Directions for this task:
Rewrite the stretch from the line containing "For the evaluation set, indicate each instance of the beard" through the end of the lines, keeping every line. Multiply each point coordinate in the answers by 0.5 and round to whole numbers, with halves rounded up, and leave every other number unchanged.

Material provided:

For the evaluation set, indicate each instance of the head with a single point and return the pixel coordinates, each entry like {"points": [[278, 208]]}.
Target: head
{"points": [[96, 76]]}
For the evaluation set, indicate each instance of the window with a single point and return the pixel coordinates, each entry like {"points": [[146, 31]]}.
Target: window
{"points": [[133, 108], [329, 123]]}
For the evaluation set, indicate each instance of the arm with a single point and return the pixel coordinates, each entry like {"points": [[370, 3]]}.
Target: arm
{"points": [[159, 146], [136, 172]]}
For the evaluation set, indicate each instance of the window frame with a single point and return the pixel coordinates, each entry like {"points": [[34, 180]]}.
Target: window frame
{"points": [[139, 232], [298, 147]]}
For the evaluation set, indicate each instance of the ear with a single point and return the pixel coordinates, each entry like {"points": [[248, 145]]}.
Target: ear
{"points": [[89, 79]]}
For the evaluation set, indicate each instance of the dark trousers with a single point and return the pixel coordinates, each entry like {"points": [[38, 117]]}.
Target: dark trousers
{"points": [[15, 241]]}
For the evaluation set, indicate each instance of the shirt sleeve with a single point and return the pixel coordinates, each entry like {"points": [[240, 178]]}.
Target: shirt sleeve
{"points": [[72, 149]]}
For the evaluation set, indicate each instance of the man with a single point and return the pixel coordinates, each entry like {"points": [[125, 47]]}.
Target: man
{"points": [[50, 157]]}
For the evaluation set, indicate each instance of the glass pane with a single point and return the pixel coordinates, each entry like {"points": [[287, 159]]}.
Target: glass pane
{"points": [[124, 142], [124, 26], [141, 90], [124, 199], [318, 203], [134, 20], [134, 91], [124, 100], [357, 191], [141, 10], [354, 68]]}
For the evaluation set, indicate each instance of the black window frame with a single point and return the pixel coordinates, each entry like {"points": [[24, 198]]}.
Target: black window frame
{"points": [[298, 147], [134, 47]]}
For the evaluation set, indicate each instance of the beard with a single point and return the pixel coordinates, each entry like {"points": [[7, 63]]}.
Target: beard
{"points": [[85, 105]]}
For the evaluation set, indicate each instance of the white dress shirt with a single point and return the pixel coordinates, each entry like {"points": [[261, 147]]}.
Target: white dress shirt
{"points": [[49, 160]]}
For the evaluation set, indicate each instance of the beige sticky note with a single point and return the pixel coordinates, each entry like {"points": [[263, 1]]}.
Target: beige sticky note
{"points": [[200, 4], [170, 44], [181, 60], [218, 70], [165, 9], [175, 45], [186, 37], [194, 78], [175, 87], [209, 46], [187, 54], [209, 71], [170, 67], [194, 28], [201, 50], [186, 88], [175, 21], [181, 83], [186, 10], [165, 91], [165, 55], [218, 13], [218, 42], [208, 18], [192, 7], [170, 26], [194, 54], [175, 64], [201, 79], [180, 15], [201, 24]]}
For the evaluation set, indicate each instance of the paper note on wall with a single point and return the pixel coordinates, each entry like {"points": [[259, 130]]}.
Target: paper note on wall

Answer for this exercise:
For the evaluation set, indicate each instance of the beard with a single point and return the pixel coordinates, each entry like {"points": [[7, 63]]}.
Target: beard
{"points": [[43, 53]]}
For the evaluation set, indicate each instance of the white dress shirt with a single point and return the pixel coordinates, each entry like {"points": [[261, 147]]}.
Target: white dress shirt
{"points": [[25, 80]]}
For the evaluation set, indicate each instance of the beige sticky note with a single point and return the pixel coordinates, each entry like {"points": [[263, 1]]}.
Target: beige sticky note
{"points": [[100, 2], [85, 22], [91, 30], [109, 35], [83, 5], [88, 23], [93, 19], [97, 39], [88, 44], [105, 23], [94, 27], [105, 36], [85, 34], [97, 14], [101, 25], [93, 44], [88, 11], [91, 42], [93, 5], [83, 46], [83, 28], [109, 7], [109, 21], [104, 9], [96, 4], [85, 13], [97, 27], [88, 32], [101, 40], [90, 8], [101, 12]]}
For the evaluation set, indicate each instance of the paper note on wall with a single point and return the pixel coordinates, each entry like {"points": [[259, 130]]}.
Target: paper note on wall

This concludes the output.